== DESAFIOS ==
1. Segundo o trecho sobre a audiência na Câmara, que imposto a iniciativa criaria, na fala do gerente da ALAI no Brasil?
2. Prossiga o trecho sobre a audiência na Câmara a partir da última frase apresentada.

== TRECHO PARA LEITURA ==
* * *
Treze dias depois, Sérgio Garcia Alves, gerente da ALAI no Brasil, disse —sentado ao lado de Ortiz na comissão da Câmara— que a iniciativa poderia causar “custos em cadeia” ao criar um imposto de 2% sobre as receitas operacionais das plataformas. Disse ainda que a lei de mercados digitais da União Europeia (DMA, na sigla em inglês) que serviu de inspiração para o PL, é “um modelo regulatório experimental, cujos benefícios ainda não são evidentes”.
Por sua vez, Ortiz disse que tinha dúvidas sobre a conveniência do projeto: afirmou que algumas das regras do DMA não se aplicam no Brasil e “seria necessário desenvolvê-las melhor” e também que a medida “poderia impactar o custo para o consumidor que usa os serviços digitais”. Repetiu as mesmas questões levantadas pela ALAI.
Em resposta a esta aliança jornalística, Ortiz afirmou que as posições que expressou na audiência “não derivam de uma entidade específica, mas de um processo amplo de reflexão e análise”, e que também representantes do governo para participarem no evento, mas eles “optaram por não comparecer”.
* * *
[Registros brutos]
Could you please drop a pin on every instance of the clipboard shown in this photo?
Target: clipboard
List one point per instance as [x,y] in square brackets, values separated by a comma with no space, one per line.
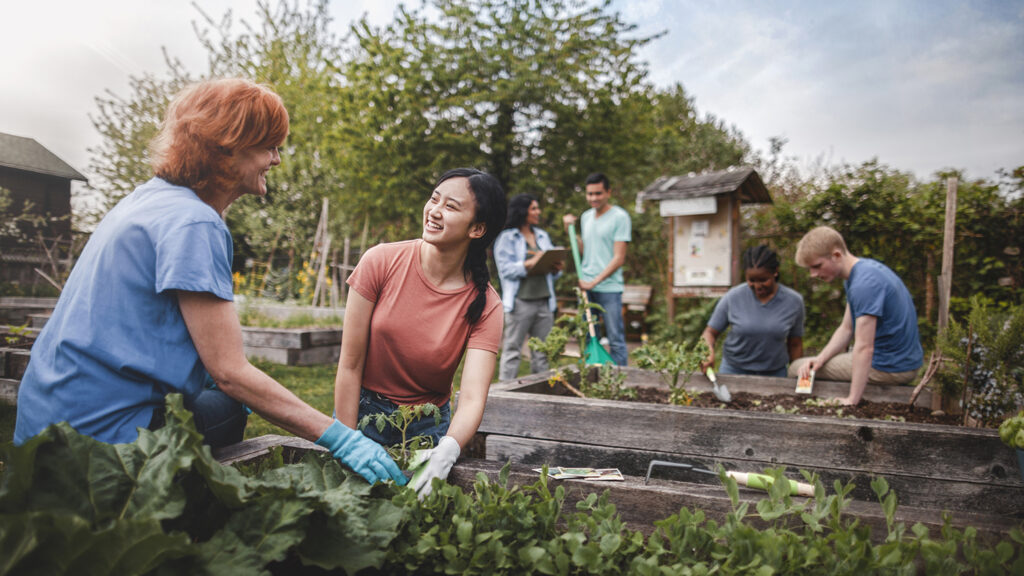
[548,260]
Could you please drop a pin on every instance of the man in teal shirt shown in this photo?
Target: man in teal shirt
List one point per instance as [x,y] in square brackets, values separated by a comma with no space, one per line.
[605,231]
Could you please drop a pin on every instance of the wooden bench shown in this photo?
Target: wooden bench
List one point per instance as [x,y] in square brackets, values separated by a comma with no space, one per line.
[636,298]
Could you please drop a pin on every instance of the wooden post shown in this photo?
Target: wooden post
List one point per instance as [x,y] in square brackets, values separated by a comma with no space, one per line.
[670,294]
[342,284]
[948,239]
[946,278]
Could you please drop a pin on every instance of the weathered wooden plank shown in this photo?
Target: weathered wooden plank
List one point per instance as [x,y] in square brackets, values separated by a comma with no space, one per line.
* * *
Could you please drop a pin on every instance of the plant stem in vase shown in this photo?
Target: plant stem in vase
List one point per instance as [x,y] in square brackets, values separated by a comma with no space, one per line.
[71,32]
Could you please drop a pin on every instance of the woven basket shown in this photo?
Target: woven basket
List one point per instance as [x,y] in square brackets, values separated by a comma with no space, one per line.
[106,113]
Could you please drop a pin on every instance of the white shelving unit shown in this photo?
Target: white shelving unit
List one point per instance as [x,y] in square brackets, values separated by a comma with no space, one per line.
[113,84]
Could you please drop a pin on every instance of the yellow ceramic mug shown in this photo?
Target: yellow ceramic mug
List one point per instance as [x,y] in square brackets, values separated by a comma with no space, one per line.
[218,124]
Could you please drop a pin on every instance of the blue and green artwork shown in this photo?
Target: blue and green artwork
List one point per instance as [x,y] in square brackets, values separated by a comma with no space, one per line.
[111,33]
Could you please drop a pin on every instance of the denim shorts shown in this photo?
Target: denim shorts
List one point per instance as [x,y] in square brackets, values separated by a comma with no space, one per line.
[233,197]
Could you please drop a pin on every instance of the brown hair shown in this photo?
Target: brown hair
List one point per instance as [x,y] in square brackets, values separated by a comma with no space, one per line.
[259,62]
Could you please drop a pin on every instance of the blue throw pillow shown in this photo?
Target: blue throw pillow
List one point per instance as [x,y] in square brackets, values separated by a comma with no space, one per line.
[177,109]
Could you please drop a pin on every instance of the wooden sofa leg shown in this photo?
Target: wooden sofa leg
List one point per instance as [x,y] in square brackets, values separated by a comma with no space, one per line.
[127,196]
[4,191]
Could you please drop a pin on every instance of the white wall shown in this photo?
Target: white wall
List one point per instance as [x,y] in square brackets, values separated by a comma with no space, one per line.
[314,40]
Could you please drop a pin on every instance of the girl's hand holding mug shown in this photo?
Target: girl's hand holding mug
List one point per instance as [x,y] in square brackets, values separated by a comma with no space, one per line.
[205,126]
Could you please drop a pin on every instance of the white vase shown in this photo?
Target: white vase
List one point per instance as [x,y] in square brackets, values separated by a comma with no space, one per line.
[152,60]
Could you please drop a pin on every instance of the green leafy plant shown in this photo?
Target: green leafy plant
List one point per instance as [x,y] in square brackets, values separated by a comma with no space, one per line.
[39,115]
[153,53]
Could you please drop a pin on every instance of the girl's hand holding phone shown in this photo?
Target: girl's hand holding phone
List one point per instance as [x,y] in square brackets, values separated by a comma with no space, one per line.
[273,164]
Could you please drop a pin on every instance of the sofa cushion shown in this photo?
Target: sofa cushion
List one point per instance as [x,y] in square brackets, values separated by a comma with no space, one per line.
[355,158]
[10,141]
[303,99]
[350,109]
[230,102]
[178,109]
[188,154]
* * *
== RESPOSTAS ==
1. Um imposto de 2% sobre as receitas operacionais das plataformas.

2.
A congressista disse que buscou “ouvir todos os interessados” a respeito da regulação do mercado digital e que participa “regularmente de eventos nacionais e internacionais organizados por diferentes entidades”. Também afirmou que a solicitação da audiência que analisou o estudo da ALAI “não teve qualquer relação” com sua participação no Digiecon, pois ela já havia feito o pedido antes de ir ao evento. A congressista não respondeu quem financiou sua viagem ao Digiecon, mas afirmou que não foi a Câmara dos Deputados. Leia a resposta completa aqui.

A ALAI também esteve presente nas discussões brasileiras sobre o PL das Fake News (PL 2630/2020) que buscava regular as plataformas digitais e foi enterrado pelo lobby das plataformas, como revela outra reportagem desta investigação transnacional. Entre março e maio de 2023, quando o projeto estava prestes a ser votado, a associação publicou três comunicados (1, 2, 3) contra a aprovação. Argumentou, por exemplo, que o texto promovia um “risco de controle estatal das redes”, afirmação que segundo Artur Romeu, diretor do escritório da América Latina da Repórteres sem Fronteiras, não se sustenta.
“Regulação não é censura”, disse à Agência Pública. “O PL 2630 foi amplamente debatido durante anos com a sociedade e se baseia em modelos democráticos”.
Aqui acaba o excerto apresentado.